Your task:
Starting with the line that contains "Could you point to the upper", reproduce each line through the end of the listing below, with no other output.

Object location annotation data:
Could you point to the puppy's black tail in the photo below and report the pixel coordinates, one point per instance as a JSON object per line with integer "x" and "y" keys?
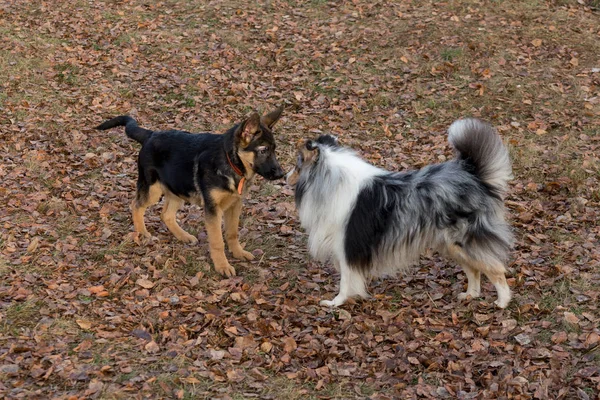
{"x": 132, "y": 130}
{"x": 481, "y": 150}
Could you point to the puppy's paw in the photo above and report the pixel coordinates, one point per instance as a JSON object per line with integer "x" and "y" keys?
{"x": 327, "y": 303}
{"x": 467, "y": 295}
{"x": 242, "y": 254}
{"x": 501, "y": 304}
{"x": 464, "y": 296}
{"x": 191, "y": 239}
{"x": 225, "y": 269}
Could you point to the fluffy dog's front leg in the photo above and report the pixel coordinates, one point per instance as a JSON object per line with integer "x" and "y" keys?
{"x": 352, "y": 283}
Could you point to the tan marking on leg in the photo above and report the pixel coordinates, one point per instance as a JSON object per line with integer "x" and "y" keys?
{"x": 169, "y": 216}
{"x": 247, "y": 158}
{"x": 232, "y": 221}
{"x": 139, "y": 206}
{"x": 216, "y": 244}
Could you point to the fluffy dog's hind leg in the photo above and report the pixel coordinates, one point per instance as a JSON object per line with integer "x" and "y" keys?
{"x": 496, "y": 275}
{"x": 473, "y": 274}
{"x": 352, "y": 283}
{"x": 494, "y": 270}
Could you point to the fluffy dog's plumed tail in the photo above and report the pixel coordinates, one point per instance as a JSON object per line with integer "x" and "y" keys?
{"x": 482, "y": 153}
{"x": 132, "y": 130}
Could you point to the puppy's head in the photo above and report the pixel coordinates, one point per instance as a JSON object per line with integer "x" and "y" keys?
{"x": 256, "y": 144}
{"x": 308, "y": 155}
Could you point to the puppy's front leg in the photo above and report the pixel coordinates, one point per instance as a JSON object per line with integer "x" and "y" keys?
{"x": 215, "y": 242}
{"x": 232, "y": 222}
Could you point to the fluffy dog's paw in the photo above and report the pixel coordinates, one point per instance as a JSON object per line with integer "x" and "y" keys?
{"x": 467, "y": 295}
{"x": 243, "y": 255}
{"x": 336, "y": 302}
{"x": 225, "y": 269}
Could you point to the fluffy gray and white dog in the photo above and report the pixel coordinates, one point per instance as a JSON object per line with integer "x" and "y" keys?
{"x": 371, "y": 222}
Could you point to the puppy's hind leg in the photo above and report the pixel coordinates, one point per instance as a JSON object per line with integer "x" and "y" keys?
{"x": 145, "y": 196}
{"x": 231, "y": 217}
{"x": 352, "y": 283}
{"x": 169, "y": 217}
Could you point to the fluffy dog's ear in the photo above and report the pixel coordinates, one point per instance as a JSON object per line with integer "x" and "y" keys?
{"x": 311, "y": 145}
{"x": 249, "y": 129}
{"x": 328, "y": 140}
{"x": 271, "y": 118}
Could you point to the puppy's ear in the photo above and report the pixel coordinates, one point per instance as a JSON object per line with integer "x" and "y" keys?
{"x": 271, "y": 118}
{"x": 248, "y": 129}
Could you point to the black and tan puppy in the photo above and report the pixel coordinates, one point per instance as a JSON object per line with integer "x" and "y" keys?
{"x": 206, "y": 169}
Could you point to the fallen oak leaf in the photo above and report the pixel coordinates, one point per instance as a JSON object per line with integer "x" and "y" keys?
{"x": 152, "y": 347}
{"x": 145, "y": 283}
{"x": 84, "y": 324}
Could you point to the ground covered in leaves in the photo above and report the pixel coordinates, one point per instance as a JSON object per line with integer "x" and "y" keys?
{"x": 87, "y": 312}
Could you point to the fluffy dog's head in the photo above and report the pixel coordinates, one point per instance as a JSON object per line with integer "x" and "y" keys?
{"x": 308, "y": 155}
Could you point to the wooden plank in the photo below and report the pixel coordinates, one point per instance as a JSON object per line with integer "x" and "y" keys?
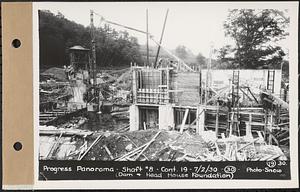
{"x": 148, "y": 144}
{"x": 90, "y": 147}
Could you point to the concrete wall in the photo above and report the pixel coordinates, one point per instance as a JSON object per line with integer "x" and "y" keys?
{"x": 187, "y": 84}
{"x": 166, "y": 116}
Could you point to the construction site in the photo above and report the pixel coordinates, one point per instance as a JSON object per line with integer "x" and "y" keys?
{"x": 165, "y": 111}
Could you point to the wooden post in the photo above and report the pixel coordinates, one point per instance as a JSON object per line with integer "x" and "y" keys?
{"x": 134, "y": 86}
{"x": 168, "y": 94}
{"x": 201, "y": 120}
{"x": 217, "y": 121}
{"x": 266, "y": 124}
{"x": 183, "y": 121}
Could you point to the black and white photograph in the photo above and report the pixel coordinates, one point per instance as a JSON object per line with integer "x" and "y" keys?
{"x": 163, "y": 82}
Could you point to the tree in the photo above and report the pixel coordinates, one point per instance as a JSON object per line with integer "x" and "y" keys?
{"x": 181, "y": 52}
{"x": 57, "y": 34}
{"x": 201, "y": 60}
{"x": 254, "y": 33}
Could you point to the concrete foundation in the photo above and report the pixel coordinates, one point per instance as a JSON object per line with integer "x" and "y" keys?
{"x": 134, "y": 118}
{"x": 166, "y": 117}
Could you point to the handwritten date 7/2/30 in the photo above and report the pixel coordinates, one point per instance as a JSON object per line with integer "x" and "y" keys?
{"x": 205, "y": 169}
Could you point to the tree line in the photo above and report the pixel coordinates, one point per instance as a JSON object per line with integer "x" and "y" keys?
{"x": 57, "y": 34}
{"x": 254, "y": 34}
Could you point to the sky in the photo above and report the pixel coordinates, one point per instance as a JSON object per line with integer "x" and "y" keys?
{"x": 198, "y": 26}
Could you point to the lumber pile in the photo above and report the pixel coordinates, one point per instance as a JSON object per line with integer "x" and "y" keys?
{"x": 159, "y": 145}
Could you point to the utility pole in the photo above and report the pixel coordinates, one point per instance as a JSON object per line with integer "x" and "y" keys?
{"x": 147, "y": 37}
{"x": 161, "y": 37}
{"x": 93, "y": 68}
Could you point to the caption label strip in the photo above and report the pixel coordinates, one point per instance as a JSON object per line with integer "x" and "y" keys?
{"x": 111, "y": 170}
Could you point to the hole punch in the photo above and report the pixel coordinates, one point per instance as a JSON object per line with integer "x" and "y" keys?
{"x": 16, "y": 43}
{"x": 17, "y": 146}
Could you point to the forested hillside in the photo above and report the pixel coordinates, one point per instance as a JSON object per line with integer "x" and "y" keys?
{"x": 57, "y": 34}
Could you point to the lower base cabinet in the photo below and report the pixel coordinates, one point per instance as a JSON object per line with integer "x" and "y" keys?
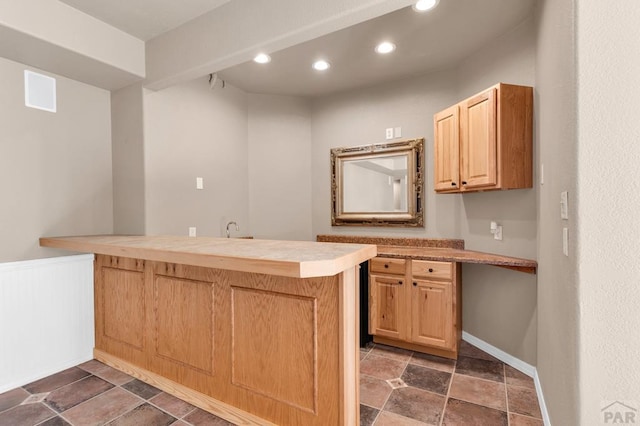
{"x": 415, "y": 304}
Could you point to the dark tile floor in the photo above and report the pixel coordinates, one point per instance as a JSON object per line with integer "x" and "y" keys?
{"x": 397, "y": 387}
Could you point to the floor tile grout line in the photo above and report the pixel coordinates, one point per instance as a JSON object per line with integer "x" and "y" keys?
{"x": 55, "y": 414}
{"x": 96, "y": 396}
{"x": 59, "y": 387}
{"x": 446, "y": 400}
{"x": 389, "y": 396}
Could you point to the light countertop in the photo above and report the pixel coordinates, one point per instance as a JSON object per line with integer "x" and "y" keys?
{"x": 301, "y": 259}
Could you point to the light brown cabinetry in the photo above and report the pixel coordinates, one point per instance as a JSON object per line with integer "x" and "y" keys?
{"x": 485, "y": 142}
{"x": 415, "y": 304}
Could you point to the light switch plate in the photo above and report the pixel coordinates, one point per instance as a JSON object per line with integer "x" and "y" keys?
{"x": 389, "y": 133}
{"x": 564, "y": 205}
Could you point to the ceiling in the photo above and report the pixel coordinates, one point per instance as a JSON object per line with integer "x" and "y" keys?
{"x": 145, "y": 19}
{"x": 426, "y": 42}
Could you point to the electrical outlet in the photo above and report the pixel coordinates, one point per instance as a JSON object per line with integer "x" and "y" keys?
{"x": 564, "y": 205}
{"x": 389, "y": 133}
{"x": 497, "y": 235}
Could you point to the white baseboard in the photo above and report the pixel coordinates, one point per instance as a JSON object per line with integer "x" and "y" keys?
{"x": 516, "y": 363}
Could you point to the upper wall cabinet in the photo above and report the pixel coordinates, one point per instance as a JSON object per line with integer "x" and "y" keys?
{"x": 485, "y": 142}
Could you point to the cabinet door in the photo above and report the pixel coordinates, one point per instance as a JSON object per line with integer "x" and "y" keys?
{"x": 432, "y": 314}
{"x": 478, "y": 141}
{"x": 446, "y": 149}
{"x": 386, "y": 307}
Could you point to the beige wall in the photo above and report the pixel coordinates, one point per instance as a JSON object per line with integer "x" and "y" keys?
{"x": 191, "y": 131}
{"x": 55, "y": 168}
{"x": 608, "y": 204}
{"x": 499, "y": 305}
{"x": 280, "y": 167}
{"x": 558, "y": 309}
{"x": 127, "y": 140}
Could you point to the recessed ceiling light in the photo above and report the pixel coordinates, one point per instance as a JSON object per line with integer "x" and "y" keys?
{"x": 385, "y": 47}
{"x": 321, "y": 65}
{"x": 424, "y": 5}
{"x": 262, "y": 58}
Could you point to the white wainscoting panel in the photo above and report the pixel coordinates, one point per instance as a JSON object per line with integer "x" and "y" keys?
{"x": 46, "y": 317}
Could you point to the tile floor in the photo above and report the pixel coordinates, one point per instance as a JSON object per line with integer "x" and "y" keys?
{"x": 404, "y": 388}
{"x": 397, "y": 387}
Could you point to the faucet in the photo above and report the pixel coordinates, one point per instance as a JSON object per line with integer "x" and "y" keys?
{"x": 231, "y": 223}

Full response:
Could you point to the upper wall cabinet in the photo above and report the pixel coordinates, one point per instance as a JSON object per line with integer "x" and "y" keys?
{"x": 485, "y": 142}
Could you point to the cabinet door in the photo above and report the pixel coordinates, one point per instance as a JSON object per line with integer "x" and "y" keys?
{"x": 432, "y": 314}
{"x": 478, "y": 141}
{"x": 446, "y": 149}
{"x": 386, "y": 307}
Could you point to the beige wall in the photo above and report the pixel coordinates, one point per instance as a JSON object per line with integer "x" and "y" keys?
{"x": 191, "y": 131}
{"x": 55, "y": 168}
{"x": 608, "y": 204}
{"x": 499, "y": 305}
{"x": 280, "y": 167}
{"x": 558, "y": 309}
{"x": 127, "y": 140}
Could you point to the recessed ceiling light in the photo above and report the pixel coordinates, one point per instance as a JSON object per line with integer "x" and "y" keys?
{"x": 385, "y": 47}
{"x": 321, "y": 65}
{"x": 424, "y": 5}
{"x": 262, "y": 58}
Could you point to the white wainscoting panel in the photo above and report the pixel coordinates, one point per instance as a JSON object per line with integer "x" and "y" keys?
{"x": 46, "y": 317}
Could you point to the tile floor in the photo above and report the pixel coordinates, one point per instance as a JSON object per line with integer "x" and "y" keys?
{"x": 404, "y": 388}
{"x": 397, "y": 387}
Could you point to the faucet in the photo above and report the pixel coordinates, one point per instance as a JSON object per line with integer "x" and "y" keys?
{"x": 231, "y": 223}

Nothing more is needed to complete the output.